───── Belge Bölümü ─────

Siyasi İlahiyat kitabında Carl Schmitt, modern devlet teorisi kavramlarının sekülerleştirilmiş teolojik kavramlar olduğunu iddia eder. Buna göre egemenlik kavramı da söz konusu olduğunda durum tam da buna karşılık gelir. Her şeye muktedir kanun yapıcı, mutlak güç sahibi Tanrı’nın dünyevi bir versiyonudur. Bu anlamda Schmitt,   “Modern devlet kuramının bütün önemli kavramları, dünyevileştirilmiş ilahiyat kavramlarıdır. Sadece tarihsel gelişimleri dolayısıyla değil, çünkü bu kavramlar ilahiyattan devlet kuramına aktarılmışlardır, örneğin her şeye kadir Tanrı, her şeye kadir kanun koyucuya dönüşmüştür. Bu kavramların sosyolojik yönden incelenmesi için anlaşılması gereken sistematik yapıları dolayısıyla da dünyevileştirilmişlerdir.” (Carl Schmitt, Siyasi ilahiyat,  çev. Emre Zeybekoğlu, Dost Kitabevi Yay. s. 41)

İlahiyat kavramlarının bu şekilde kullanılması günümüz politiğinde hukuki kavramaların ve onların sosyolojik yapılarının anlaşılmasında önemli bir yer tutar. Kadiri mutlak kavramında Tanrı, insanların politik ve toplumsal hayatlarını düzenler, uymaları ve uymamaları gereken emirler, yasalar ve kanunlar tayin eder. Tanrı bütün alanı ihtiva eder ve emirleri zorunlu olarak itaate dayanır. Tanrı mutlak kanun/yasa koyucudur ve meşruiyetini kendisi dışında kimseden almaz. İtaat etmeyenlere karşı cezai müeyyideler koyan Tanrı, insana karşı bir dizi yaptırım uygular.

Modern siyasal ideolojilerde İlahi olanı taklit eden toplumlarda siyaset kutsal ile özdeşleştirilerek kendisine manevi bir paye biçer. Buna göre anayasal bazı temel prensipler, tanrısal yargılar içerir ve “değiştirilmesi teklif bile edilemez” niteliklere sahiptir. Politik dünyaya aktarılan bu yargılar sözünü ettiğimiz gibi üstü örtülü de olsa manevi bir koruma/korunma işlevine sahiptir. Özünde aynı role sahip bu nitelikler kavramsal farklılığın ötesine gitmez. Çünkü değişmez tanrısal hükümlerin taklidi modern devletlerin hukuken arzuladıkları mitolojik bir idealdi. Buna göre modern hukuk teolojiden kopmaz, onu taklit eder. Siyasetin onto-teolojik stratejisi ise otoriteyi ilahiyatın desteğiyle kendi hükmü altına almaya çalışarak gücünü pekiştirmektir.

───── Verilen Malzeme ─────

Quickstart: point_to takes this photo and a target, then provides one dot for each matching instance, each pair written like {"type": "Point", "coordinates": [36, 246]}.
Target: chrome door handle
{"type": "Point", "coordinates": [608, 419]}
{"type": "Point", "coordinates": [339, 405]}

─────

Alıştırma =>
Siyasi ilahiyat üzerine olan metne dayanarak aşağıdaki soruları yanıtlayın.
1. Schmitt'e göre modern devlet kuramının bütün önemli kavramları nedir?
2. Metne göre Tanrı meşruiyetini kimden alır?
3. Metne göre modern hukuk teolojiye karşı nasıl bir tutum içindedir?

Örnek Yanıt =>
1. Dünyevileştirilmiş ilahiyat kavramlarıdır.
2. Kendisi dışında kimseden almaz.
3. Teolojiden kopmaz, onu taklit eder.